--- START OF Recorded data ---

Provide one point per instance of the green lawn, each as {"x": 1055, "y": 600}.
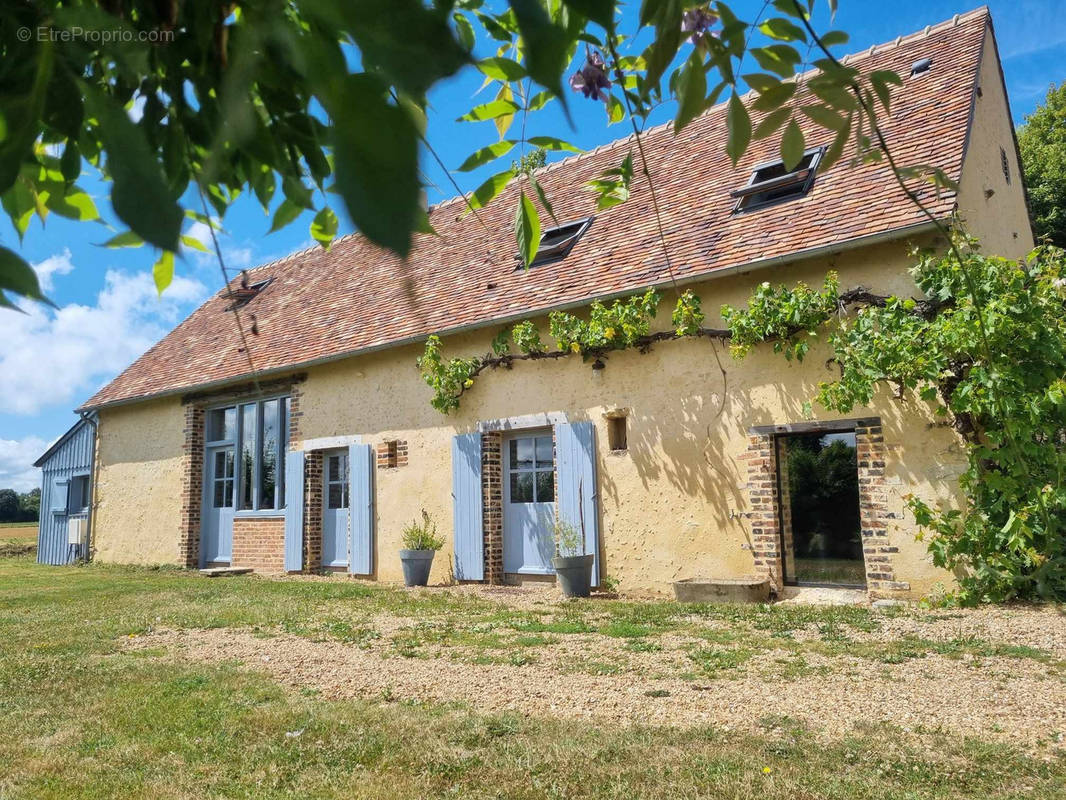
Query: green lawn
{"x": 85, "y": 717}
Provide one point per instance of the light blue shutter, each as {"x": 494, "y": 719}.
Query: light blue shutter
{"x": 577, "y": 492}
{"x": 466, "y": 507}
{"x": 294, "y": 511}
{"x": 360, "y": 476}
{"x": 60, "y": 490}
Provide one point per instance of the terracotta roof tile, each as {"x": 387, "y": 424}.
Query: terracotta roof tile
{"x": 357, "y": 297}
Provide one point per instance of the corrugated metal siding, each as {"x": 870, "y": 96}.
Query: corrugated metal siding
{"x": 75, "y": 457}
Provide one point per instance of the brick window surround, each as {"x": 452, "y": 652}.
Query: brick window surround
{"x": 770, "y": 512}
{"x": 192, "y": 468}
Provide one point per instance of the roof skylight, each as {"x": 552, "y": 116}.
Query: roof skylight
{"x": 771, "y": 182}
{"x": 556, "y": 243}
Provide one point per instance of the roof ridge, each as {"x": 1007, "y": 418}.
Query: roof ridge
{"x": 981, "y": 11}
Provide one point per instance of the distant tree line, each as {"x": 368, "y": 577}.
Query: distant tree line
{"x": 19, "y": 508}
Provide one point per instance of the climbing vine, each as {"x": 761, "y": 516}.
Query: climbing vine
{"x": 1008, "y": 539}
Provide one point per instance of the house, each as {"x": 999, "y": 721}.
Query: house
{"x": 311, "y": 448}
{"x": 66, "y": 489}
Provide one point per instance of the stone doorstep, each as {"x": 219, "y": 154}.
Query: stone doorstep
{"x": 221, "y": 572}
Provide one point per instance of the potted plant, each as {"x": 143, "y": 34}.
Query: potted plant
{"x": 574, "y": 568}
{"x": 420, "y": 542}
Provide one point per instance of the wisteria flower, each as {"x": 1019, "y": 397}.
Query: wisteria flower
{"x": 697, "y": 21}
{"x": 592, "y": 80}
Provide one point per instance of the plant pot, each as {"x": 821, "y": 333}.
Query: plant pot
{"x": 416, "y": 566}
{"x": 574, "y": 574}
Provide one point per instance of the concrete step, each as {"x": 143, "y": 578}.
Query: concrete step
{"x": 221, "y": 572}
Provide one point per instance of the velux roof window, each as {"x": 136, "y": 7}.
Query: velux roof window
{"x": 771, "y": 182}
{"x": 556, "y": 243}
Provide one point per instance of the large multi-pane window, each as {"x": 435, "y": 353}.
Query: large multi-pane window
{"x": 258, "y": 432}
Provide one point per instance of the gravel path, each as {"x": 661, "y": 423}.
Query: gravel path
{"x": 1020, "y": 700}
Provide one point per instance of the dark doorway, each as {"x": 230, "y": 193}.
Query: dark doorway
{"x": 820, "y": 510}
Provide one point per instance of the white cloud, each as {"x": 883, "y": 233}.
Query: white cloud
{"x": 58, "y": 265}
{"x": 53, "y": 356}
{"x": 16, "y": 462}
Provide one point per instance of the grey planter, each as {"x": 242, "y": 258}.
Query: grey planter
{"x": 574, "y": 574}
{"x": 416, "y": 566}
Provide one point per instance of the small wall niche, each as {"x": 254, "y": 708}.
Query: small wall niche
{"x": 617, "y": 424}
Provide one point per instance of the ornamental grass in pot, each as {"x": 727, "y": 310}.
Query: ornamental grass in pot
{"x": 574, "y": 568}
{"x": 420, "y": 543}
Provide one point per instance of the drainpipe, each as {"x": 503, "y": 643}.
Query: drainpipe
{"x": 90, "y": 417}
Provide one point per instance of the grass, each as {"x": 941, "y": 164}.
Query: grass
{"x": 84, "y": 718}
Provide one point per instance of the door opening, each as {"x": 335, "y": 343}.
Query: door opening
{"x": 819, "y": 490}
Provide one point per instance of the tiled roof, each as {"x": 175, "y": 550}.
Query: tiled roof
{"x": 356, "y": 297}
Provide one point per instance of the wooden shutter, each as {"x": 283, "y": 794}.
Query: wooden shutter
{"x": 61, "y": 489}
{"x": 360, "y": 475}
{"x": 578, "y": 496}
{"x": 466, "y": 507}
{"x": 294, "y": 511}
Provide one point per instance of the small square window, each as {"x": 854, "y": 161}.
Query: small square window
{"x": 556, "y": 243}
{"x": 771, "y": 182}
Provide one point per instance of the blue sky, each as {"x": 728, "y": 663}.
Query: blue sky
{"x": 109, "y": 313}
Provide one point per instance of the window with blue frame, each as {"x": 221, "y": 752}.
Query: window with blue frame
{"x": 258, "y": 433}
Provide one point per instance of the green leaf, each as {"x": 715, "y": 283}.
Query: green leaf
{"x": 771, "y": 123}
{"x": 792, "y": 146}
{"x": 692, "y": 92}
{"x": 782, "y": 29}
{"x": 739, "y": 125}
{"x": 600, "y": 12}
{"x": 832, "y": 38}
{"x": 324, "y": 227}
{"x": 483, "y": 194}
{"x": 551, "y": 143}
{"x": 527, "y": 229}
{"x": 162, "y": 271}
{"x": 18, "y": 277}
{"x": 74, "y": 205}
{"x": 546, "y": 45}
{"x": 195, "y": 243}
{"x": 825, "y": 117}
{"x": 140, "y": 194}
{"x": 285, "y": 213}
{"x": 376, "y": 175}
{"x": 490, "y": 111}
{"x": 484, "y": 155}
{"x": 501, "y": 69}
{"x": 538, "y": 100}
{"x": 543, "y": 197}
{"x": 125, "y": 239}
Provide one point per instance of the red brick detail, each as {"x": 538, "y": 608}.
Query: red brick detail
{"x": 259, "y": 543}
{"x": 762, "y": 494}
{"x": 313, "y": 464}
{"x": 491, "y": 498}
{"x": 192, "y": 488}
{"x": 877, "y": 550}
{"x": 391, "y": 454}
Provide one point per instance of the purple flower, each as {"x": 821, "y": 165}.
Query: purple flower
{"x": 592, "y": 80}
{"x": 697, "y": 21}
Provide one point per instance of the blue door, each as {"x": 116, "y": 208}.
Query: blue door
{"x": 529, "y": 502}
{"x": 216, "y": 530}
{"x": 335, "y": 510}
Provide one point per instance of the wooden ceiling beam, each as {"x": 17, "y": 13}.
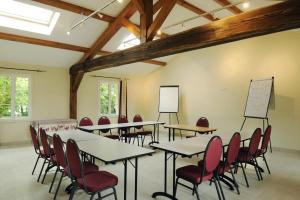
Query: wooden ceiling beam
{"x": 233, "y": 9}
{"x": 127, "y": 12}
{"x": 153, "y": 62}
{"x": 160, "y": 18}
{"x": 275, "y": 18}
{"x": 196, "y": 10}
{"x": 29, "y": 40}
{"x": 75, "y": 9}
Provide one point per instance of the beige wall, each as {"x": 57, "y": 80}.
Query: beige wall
{"x": 214, "y": 83}
{"x": 50, "y": 100}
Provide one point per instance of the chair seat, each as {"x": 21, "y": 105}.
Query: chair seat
{"x": 192, "y": 174}
{"x": 97, "y": 181}
{"x": 88, "y": 167}
{"x": 114, "y": 137}
{"x": 144, "y": 133}
{"x": 128, "y": 135}
{"x": 244, "y": 155}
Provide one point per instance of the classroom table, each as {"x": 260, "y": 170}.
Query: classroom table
{"x": 107, "y": 150}
{"x": 184, "y": 127}
{"x": 127, "y": 125}
{"x": 186, "y": 148}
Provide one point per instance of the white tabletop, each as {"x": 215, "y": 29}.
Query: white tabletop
{"x": 103, "y": 148}
{"x": 121, "y": 125}
{"x": 190, "y": 146}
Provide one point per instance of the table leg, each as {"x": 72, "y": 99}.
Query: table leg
{"x": 125, "y": 179}
{"x": 136, "y": 178}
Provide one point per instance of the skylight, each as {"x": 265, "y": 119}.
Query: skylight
{"x": 22, "y": 16}
{"x": 129, "y": 41}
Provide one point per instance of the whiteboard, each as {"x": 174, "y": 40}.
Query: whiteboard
{"x": 259, "y": 97}
{"x": 168, "y": 99}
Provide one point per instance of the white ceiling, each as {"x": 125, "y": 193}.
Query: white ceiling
{"x": 88, "y": 33}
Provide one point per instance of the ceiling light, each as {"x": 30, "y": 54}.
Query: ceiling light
{"x": 246, "y": 5}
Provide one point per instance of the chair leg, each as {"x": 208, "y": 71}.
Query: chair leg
{"x": 37, "y": 160}
{"x": 244, "y": 175}
{"x": 115, "y": 193}
{"x": 46, "y": 171}
{"x": 57, "y": 189}
{"x": 53, "y": 179}
{"x": 235, "y": 183}
{"x": 266, "y": 163}
{"x": 42, "y": 170}
{"x": 196, "y": 191}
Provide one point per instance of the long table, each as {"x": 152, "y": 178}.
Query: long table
{"x": 184, "y": 127}
{"x": 187, "y": 148}
{"x": 127, "y": 125}
{"x": 107, "y": 150}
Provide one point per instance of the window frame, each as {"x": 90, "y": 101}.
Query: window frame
{"x": 109, "y": 82}
{"x": 14, "y": 77}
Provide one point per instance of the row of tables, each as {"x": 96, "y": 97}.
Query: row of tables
{"x": 111, "y": 151}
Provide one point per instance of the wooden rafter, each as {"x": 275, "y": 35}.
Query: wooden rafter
{"x": 127, "y": 12}
{"x": 59, "y": 45}
{"x": 275, "y": 18}
{"x": 233, "y": 9}
{"x": 160, "y": 18}
{"x": 195, "y": 9}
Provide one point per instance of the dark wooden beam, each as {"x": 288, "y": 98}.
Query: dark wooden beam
{"x": 275, "y": 18}
{"x": 48, "y": 43}
{"x": 75, "y": 9}
{"x": 146, "y": 19}
{"x": 160, "y": 18}
{"x": 233, "y": 9}
{"x": 196, "y": 10}
{"x": 127, "y": 12}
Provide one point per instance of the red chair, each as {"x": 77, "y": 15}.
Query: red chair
{"x": 125, "y": 132}
{"x": 86, "y": 122}
{"x": 36, "y": 145}
{"x": 93, "y": 182}
{"x": 229, "y": 161}
{"x": 104, "y": 121}
{"x": 62, "y": 166}
{"x": 202, "y": 122}
{"x": 206, "y": 169}
{"x": 248, "y": 154}
{"x": 264, "y": 146}
{"x": 47, "y": 154}
{"x": 142, "y": 133}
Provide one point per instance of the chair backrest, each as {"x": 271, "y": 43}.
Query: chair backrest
{"x": 254, "y": 141}
{"x": 58, "y": 148}
{"x": 86, "y": 122}
{"x": 266, "y": 138}
{"x": 138, "y": 118}
{"x": 103, "y": 121}
{"x": 45, "y": 143}
{"x": 123, "y": 119}
{"x": 202, "y": 122}
{"x": 34, "y": 138}
{"x": 233, "y": 149}
{"x": 213, "y": 154}
{"x": 73, "y": 158}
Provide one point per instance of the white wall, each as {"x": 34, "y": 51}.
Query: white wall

--- END OF Recorded data ---

Your answer should consist only of the lines from the one with "Provide one point per instance of the red chair, each" through the end of the data above, reproduced exactly.

Provide one point per instance of the red chair, each as {"x": 77, "y": 15}.
Query: red chair
{"x": 125, "y": 132}
{"x": 86, "y": 122}
{"x": 36, "y": 145}
{"x": 93, "y": 182}
{"x": 229, "y": 161}
{"x": 104, "y": 121}
{"x": 62, "y": 166}
{"x": 202, "y": 122}
{"x": 206, "y": 169}
{"x": 248, "y": 154}
{"x": 264, "y": 146}
{"x": 47, "y": 154}
{"x": 142, "y": 133}
Provide one point per instance of the chair backrest, each as {"x": 271, "y": 43}.
Query: chair backrest
{"x": 254, "y": 141}
{"x": 58, "y": 148}
{"x": 86, "y": 122}
{"x": 266, "y": 138}
{"x": 138, "y": 118}
{"x": 103, "y": 121}
{"x": 45, "y": 143}
{"x": 123, "y": 119}
{"x": 202, "y": 122}
{"x": 34, "y": 138}
{"x": 233, "y": 149}
{"x": 213, "y": 154}
{"x": 73, "y": 158}
Provide one point per instance of the white wall, each as {"x": 34, "y": 51}.
Query: white wall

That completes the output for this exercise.